Excerpts of pointing data
— Begin —

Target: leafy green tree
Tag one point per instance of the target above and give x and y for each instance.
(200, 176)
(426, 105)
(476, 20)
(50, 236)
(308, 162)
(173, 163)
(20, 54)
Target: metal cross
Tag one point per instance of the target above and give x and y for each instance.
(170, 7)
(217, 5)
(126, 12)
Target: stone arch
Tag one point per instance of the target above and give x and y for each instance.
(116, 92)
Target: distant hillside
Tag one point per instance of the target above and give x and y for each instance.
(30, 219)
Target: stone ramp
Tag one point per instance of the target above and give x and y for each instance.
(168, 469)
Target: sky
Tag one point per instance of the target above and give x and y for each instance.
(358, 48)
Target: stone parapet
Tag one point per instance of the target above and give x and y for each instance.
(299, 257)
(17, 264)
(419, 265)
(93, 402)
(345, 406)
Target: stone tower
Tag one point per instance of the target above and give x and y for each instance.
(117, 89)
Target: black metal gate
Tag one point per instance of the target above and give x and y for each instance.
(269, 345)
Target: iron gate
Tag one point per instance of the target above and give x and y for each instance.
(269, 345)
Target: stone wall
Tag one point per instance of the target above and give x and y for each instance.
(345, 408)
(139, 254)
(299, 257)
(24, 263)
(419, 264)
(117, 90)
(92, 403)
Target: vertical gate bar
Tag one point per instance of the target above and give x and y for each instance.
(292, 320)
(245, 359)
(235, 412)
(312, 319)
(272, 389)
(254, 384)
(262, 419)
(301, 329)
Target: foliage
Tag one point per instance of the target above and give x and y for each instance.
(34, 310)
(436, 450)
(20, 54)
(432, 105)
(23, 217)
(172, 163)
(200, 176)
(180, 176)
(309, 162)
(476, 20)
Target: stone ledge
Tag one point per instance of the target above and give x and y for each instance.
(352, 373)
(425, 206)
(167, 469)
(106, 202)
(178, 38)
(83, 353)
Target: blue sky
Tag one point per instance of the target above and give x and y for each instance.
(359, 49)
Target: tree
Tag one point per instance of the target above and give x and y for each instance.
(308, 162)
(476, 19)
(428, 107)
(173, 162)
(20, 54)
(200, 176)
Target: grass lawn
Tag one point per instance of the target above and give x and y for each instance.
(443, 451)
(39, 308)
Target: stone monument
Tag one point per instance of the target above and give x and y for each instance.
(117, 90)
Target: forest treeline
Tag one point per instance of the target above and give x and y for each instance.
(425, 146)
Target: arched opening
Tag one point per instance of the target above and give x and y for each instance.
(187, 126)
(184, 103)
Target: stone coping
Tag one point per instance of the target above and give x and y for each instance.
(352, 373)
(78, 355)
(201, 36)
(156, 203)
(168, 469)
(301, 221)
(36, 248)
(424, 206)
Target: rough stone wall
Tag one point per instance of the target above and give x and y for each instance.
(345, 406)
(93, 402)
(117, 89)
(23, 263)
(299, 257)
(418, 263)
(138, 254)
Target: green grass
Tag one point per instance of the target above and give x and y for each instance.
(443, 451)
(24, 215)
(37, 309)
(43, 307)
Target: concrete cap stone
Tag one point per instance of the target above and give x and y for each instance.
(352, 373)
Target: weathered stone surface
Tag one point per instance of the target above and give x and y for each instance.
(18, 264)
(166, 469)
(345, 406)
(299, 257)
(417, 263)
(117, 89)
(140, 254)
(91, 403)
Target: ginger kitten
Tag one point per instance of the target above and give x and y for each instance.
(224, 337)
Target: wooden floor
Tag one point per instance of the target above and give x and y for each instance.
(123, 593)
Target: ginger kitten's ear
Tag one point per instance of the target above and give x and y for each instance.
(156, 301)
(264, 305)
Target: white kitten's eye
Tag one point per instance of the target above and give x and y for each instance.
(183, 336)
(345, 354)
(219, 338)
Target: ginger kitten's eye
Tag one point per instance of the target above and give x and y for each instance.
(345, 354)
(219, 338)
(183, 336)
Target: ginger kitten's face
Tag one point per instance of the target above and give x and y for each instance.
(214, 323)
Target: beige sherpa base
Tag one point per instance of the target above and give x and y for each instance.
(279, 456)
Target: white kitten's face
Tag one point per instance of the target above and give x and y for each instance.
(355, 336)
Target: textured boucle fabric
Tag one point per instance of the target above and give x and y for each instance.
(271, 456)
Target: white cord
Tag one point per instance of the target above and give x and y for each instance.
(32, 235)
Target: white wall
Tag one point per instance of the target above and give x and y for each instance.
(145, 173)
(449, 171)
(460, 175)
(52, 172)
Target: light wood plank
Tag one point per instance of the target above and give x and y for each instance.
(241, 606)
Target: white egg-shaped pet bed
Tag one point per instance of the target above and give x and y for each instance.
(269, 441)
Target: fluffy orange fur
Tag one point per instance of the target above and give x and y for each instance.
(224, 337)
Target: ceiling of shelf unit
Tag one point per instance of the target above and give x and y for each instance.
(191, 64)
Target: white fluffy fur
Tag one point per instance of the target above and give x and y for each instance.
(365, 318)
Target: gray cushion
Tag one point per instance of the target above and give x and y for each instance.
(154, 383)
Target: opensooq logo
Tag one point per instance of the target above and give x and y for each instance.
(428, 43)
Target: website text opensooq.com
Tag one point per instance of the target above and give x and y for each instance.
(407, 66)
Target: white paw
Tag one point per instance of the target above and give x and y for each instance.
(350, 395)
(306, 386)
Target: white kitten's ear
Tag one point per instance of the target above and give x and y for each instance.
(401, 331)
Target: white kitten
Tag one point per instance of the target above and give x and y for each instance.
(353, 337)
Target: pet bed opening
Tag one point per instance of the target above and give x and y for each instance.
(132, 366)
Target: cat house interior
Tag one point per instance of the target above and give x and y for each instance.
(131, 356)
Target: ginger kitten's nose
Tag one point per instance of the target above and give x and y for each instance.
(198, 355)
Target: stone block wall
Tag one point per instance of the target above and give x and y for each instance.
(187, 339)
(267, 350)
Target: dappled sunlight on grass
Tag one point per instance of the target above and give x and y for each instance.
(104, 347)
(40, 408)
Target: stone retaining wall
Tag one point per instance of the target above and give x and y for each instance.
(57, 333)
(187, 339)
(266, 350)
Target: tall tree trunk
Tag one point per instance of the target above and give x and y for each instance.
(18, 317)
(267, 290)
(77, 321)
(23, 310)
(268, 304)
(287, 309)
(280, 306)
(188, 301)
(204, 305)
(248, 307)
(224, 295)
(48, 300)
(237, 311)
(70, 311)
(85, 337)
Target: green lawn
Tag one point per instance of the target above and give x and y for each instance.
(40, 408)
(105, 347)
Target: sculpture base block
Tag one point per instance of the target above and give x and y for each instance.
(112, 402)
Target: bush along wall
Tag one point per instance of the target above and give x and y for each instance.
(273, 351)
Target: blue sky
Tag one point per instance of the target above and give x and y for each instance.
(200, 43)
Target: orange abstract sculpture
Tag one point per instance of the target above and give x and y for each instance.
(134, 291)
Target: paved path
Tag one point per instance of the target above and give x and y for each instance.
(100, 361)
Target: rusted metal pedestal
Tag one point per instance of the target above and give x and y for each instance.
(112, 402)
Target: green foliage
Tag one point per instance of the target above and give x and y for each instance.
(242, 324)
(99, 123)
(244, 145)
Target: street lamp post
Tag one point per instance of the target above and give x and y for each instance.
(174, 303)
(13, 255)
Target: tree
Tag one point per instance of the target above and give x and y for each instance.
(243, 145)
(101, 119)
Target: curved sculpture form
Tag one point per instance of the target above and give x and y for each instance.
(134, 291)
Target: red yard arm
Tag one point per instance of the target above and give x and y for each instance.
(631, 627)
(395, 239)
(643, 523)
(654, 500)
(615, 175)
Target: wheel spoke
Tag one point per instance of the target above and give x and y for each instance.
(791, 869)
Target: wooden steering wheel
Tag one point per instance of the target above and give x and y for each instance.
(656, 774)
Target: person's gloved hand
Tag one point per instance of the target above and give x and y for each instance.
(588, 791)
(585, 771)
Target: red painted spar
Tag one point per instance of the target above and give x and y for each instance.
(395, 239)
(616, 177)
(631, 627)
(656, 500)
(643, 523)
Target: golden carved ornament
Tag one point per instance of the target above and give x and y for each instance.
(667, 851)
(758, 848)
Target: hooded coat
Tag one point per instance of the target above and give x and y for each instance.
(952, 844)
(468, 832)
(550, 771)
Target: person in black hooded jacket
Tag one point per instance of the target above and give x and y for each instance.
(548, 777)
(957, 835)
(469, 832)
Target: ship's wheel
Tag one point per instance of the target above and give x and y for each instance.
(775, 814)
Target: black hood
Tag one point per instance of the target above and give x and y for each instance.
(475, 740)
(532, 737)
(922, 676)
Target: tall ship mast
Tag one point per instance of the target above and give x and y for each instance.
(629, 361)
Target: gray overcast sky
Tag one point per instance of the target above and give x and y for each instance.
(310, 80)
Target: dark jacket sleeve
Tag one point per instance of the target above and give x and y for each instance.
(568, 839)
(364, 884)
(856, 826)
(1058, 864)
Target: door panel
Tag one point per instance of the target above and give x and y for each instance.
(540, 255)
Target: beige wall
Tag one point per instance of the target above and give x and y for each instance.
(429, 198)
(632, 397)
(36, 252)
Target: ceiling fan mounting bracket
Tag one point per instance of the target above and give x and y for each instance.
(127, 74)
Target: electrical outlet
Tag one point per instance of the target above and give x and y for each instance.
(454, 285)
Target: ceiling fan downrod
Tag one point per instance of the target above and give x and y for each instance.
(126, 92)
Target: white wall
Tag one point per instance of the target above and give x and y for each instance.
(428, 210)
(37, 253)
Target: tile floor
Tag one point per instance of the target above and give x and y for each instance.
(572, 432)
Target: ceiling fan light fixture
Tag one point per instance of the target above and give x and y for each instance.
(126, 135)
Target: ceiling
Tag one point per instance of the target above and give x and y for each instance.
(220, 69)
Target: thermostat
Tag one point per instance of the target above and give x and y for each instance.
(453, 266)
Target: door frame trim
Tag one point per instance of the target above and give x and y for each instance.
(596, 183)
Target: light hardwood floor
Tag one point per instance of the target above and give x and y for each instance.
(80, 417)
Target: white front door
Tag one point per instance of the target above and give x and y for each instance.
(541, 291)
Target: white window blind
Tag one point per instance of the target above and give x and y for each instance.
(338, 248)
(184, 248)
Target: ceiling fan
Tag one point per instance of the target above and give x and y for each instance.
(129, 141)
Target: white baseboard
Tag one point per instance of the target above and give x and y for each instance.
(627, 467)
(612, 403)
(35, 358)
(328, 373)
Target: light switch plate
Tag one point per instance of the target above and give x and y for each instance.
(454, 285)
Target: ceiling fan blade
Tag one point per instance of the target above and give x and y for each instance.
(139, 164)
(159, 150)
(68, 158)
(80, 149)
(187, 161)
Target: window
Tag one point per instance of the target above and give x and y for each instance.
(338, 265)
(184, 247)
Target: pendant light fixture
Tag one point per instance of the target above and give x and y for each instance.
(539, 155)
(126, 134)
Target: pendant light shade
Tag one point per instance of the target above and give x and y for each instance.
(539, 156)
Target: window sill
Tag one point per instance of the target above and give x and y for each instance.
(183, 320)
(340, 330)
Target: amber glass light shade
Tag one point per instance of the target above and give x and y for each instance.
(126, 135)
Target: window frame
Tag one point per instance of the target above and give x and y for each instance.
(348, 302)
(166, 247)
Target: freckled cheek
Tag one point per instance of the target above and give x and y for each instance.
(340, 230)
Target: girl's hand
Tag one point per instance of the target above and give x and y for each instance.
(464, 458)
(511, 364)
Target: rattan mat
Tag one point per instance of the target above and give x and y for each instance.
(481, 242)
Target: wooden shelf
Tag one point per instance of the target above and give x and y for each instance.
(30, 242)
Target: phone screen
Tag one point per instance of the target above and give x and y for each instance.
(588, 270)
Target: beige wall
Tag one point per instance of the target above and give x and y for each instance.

— End —

> _Task goal_
For this exercise, please retype exactly the lines in the listing from the line with "Target: freckled cheek" through its last line, both ends included.

> _Written answer_
Target: freckled cheek
Tag one point per instance of the target above and give x and y for each instance.
(340, 230)
Target: girl's hand
Tag one point per instance of the target above and give x and y for each instance.
(464, 458)
(511, 364)
Target: rattan mat
Tag one point per instance of the target above and give x and y for each instance.
(481, 242)
Target: wooden shelf
Tag one point per instance of the target above and give x and y for each instance.
(30, 242)
Target: phone screen
Tag one point per instance of the target above and give x and y for each instance.
(588, 270)
Target: beige wall
Tag one point per instance of the target above and give x and y for each instance.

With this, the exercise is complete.